Given entries

START

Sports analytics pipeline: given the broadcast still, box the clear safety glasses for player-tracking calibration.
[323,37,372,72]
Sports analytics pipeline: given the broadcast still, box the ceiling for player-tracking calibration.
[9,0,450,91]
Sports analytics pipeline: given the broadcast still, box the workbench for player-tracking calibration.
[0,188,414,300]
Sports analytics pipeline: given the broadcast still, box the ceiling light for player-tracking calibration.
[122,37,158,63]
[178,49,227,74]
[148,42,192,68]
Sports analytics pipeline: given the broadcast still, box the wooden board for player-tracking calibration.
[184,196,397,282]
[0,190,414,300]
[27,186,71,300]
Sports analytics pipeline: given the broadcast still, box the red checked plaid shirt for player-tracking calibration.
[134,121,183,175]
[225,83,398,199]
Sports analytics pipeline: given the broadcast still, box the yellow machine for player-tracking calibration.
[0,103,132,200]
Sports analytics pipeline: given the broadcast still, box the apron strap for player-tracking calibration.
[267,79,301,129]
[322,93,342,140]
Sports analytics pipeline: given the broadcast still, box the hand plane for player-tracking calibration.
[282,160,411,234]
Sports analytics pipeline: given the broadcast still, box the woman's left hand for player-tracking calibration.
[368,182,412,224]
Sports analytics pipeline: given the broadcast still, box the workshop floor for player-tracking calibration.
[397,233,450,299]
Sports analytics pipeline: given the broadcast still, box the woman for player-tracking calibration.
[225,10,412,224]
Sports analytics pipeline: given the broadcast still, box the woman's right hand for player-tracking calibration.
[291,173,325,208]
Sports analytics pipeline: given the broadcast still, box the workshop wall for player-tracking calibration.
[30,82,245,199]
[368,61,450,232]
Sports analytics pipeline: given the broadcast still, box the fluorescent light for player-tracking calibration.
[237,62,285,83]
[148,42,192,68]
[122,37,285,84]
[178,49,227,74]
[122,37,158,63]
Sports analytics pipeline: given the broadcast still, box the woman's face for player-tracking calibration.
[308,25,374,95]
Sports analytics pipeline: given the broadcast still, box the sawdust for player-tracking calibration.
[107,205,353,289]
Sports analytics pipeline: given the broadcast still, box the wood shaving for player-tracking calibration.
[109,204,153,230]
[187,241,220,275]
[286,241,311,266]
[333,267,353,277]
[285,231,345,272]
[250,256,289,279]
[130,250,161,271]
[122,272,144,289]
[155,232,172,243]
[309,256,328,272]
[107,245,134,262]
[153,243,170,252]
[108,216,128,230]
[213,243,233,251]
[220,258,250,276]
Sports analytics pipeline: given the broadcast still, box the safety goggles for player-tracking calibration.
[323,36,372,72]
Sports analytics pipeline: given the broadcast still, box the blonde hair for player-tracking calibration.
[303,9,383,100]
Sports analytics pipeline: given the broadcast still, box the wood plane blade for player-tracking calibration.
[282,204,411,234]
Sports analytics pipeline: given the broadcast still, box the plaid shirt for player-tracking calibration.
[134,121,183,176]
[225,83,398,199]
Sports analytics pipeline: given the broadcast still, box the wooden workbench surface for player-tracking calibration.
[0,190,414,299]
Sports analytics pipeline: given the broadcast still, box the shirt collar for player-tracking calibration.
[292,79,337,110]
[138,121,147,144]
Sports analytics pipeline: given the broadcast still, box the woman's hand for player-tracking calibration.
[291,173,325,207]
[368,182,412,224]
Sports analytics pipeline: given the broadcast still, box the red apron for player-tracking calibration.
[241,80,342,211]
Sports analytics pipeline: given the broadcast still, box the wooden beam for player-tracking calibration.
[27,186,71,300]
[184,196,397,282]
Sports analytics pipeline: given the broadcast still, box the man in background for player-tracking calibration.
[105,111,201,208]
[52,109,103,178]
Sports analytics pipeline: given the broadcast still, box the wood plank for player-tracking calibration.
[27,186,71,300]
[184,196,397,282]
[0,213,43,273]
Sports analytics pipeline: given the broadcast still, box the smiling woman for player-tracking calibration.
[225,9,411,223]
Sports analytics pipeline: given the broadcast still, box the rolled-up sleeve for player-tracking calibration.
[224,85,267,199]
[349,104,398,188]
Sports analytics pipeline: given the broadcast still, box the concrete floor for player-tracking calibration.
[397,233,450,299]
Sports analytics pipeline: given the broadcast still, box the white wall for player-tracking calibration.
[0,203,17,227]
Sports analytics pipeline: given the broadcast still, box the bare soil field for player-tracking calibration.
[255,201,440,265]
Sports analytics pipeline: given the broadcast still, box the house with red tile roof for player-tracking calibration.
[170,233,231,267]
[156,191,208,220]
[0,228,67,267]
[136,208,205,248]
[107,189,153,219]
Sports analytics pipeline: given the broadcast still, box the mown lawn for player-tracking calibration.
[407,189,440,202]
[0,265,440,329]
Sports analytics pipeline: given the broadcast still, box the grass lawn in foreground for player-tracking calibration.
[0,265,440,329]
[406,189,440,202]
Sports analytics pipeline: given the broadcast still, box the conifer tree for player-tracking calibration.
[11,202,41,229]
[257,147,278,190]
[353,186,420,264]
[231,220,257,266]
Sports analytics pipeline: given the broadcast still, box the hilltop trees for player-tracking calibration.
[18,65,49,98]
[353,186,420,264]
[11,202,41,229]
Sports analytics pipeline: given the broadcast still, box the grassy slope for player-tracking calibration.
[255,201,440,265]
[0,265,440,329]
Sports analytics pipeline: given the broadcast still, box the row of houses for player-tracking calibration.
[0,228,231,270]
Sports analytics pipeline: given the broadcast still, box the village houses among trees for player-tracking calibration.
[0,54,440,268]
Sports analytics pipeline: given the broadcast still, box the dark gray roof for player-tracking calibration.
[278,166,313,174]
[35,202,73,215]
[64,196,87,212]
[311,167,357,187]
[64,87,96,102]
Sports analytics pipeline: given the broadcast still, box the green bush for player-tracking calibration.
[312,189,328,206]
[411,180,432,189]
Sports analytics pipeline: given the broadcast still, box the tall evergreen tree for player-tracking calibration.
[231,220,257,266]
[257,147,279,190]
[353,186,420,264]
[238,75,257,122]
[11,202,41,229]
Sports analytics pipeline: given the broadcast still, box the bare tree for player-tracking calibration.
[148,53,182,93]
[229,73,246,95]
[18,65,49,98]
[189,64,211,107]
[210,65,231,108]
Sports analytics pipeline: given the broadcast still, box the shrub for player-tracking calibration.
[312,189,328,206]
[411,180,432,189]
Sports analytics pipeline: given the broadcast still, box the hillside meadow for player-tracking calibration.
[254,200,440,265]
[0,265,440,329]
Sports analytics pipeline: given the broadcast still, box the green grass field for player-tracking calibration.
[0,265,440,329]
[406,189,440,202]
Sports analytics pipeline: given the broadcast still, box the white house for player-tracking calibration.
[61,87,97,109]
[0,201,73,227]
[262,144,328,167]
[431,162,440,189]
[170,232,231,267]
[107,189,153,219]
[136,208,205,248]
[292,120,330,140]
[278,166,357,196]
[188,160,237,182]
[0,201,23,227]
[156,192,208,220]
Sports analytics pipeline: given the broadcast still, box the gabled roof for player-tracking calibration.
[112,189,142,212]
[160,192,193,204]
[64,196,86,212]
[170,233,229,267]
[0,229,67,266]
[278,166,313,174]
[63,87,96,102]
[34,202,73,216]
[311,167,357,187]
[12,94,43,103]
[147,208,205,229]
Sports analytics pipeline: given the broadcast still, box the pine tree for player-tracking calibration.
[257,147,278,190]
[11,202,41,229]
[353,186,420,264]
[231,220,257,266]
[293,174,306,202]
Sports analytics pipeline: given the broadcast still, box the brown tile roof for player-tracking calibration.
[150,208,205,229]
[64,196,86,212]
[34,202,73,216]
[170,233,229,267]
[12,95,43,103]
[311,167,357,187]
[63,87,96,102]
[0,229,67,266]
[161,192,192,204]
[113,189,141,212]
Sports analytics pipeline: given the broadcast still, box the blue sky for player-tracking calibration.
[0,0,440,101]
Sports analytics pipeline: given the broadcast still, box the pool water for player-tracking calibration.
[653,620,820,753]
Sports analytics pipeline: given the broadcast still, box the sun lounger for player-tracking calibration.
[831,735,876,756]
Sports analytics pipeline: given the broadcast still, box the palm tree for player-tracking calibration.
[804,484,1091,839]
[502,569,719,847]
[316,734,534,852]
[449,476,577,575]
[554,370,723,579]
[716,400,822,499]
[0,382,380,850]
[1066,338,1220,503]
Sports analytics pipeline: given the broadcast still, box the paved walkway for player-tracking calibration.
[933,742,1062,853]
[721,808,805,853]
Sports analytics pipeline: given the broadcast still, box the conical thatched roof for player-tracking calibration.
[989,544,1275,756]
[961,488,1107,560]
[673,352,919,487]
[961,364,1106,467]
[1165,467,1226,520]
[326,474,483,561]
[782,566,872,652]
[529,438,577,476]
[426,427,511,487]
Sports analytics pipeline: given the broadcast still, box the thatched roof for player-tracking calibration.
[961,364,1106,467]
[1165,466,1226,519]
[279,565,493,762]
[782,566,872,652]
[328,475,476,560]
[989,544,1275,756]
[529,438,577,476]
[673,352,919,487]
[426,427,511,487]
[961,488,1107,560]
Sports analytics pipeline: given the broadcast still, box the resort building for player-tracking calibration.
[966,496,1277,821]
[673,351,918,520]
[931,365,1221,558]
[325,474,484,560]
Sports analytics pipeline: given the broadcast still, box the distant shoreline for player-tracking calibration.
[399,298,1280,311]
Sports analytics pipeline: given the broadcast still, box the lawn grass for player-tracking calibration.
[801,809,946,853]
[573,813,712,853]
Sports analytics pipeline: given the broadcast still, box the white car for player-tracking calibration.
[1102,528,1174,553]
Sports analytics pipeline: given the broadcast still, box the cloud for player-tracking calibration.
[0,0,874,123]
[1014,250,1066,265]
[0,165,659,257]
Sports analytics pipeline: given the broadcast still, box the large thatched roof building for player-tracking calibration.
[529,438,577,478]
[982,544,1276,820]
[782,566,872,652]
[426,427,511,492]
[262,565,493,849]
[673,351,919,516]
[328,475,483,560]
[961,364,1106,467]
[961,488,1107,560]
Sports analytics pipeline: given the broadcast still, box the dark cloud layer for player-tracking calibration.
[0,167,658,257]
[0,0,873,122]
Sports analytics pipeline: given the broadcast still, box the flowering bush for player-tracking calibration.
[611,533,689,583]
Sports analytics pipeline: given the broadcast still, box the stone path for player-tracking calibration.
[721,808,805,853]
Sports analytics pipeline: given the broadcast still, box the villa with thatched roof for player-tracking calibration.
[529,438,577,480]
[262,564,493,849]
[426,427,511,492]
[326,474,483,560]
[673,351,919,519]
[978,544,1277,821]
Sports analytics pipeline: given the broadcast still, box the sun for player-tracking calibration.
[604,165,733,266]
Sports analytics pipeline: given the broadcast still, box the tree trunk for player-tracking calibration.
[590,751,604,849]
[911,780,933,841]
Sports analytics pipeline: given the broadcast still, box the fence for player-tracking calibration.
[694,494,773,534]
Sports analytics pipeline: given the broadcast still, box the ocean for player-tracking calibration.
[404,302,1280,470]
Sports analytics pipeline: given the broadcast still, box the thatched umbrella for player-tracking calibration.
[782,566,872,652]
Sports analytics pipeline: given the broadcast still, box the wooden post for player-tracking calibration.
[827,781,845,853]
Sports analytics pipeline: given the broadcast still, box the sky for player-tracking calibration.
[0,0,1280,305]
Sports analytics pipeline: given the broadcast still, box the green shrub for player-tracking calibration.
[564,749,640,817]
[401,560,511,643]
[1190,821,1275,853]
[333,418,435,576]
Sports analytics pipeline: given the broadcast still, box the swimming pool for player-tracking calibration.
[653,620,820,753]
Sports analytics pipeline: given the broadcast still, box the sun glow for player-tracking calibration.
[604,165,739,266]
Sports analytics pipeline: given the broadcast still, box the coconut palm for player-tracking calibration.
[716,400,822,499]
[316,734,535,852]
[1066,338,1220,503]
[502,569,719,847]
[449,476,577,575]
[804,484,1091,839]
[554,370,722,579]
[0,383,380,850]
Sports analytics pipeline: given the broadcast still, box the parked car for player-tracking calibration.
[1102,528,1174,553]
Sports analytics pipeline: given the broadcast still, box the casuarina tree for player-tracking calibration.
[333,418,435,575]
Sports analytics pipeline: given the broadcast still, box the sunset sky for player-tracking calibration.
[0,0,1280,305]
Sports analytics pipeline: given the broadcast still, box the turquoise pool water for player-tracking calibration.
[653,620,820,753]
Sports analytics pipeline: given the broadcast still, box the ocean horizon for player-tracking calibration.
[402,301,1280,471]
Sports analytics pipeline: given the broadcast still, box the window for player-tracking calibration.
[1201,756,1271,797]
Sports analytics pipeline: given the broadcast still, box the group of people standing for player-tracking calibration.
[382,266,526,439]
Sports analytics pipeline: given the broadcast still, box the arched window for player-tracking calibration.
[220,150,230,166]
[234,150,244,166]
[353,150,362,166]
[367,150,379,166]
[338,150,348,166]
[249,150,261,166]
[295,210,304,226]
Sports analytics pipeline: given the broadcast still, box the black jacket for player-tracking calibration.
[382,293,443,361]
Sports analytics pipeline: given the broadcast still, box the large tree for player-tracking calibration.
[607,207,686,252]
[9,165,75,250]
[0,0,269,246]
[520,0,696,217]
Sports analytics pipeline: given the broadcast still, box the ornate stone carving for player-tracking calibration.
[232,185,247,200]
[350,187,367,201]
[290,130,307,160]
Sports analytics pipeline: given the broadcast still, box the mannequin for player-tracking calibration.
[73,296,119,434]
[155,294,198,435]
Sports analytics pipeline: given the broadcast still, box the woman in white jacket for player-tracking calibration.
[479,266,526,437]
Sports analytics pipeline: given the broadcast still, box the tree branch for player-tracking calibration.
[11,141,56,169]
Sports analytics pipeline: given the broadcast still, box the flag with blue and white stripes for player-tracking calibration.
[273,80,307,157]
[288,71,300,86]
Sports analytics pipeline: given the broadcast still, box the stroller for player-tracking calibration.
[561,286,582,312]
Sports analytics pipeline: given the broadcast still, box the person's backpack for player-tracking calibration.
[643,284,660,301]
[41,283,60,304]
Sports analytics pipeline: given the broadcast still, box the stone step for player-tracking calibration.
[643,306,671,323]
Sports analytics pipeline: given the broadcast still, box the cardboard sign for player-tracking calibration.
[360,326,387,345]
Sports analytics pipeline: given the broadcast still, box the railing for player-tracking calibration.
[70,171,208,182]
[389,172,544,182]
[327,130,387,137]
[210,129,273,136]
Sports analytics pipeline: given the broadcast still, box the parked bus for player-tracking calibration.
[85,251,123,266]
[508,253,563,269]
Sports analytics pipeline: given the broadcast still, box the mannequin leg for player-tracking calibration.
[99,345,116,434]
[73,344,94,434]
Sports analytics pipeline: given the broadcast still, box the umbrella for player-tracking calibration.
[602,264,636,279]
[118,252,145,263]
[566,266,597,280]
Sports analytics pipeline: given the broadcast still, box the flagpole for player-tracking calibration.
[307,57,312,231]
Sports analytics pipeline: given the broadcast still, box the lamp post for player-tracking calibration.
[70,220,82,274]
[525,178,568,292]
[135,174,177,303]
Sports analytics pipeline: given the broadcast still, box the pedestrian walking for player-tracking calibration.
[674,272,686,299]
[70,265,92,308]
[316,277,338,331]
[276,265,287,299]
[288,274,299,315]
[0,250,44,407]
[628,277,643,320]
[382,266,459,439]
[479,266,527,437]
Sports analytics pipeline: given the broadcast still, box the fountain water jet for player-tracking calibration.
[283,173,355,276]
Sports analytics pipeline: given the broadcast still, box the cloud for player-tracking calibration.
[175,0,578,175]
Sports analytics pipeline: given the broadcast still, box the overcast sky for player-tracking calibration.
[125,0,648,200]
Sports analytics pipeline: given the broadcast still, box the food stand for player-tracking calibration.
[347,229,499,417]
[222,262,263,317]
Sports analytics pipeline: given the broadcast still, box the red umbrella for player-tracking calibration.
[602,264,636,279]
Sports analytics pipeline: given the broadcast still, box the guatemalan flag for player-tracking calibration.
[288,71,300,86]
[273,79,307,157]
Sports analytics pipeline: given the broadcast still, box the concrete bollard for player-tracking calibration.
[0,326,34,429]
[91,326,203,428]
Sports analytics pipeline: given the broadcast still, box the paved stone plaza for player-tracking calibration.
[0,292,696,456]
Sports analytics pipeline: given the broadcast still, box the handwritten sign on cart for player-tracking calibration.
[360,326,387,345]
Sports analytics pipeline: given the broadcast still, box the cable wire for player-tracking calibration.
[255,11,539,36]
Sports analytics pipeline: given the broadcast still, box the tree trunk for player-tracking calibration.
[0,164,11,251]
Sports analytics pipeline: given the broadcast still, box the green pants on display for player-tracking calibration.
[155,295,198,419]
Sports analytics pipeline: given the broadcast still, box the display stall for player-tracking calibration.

END

Written request
Set down nothing but the lines from the one with "walking for player-tracking calibration." through the end of the records, keeping each line exactly as written and including both ends.

Finished answer
Sports analytics pipeline: given the broadcast still, box the pedestrian walking for player-tracking calibration.
[674,272,686,299]
[70,265,92,308]
[316,277,338,331]
[276,265,287,299]
[288,274,299,315]
[0,250,44,407]
[628,277,643,320]
[382,266,459,439]
[479,266,527,437]
Sports analytics pipeline: given the broadcast still, box the fountain water jet for player-tracking calibration.
[283,173,355,276]
Sports analytics pipeline: given the broadcast still, box the cloud for player-tracking calibration.
[175,0,578,175]
Sports analytics pipeline: given the broadcast still, box the overcast sky for player-tracking calibration.
[125,0,648,200]
Sports analytics pipeline: given the broadcast still, box the food stand for player-tracking calibration.
[347,229,499,417]
[222,262,263,317]
Sports analytics pipeline: given the broadcast still, box the red umbrella for player-tracking calibration.
[602,264,636,279]
Sports analytics pipeline: given the broadcast still, box the guatemalan flag for player-tracking calibration.
[288,71,300,86]
[273,79,307,157]
Sports analytics pipeline: given the broadcast still, box the concrete bollard for player-tracking calibration.
[0,326,34,429]
[91,326,203,428]
Sports analytics pipeline: given the broadcast still, box the paved stone plaza for player-tracking calibration.
[0,292,696,456]
Sports analytics pipeline: given the broadcast still, box the handwritten sign on cart for player-tracking calibration.
[360,326,387,345]
Sports analytics pipeline: given the broadcast still, box the cable wire for player-tracking calibration.
[255,11,539,36]
Sports analytics pipeline: given the broadcast still, box the tree trunk for player-tracking calibration.
[0,164,11,251]
Sports analytics pipeline: given the broadcast still, box the green pants on display for player-tracking calibration.
[155,295,198,419]
Sports analytics pipeline: given the broadcast still, box the display stall for player-tracking calibration.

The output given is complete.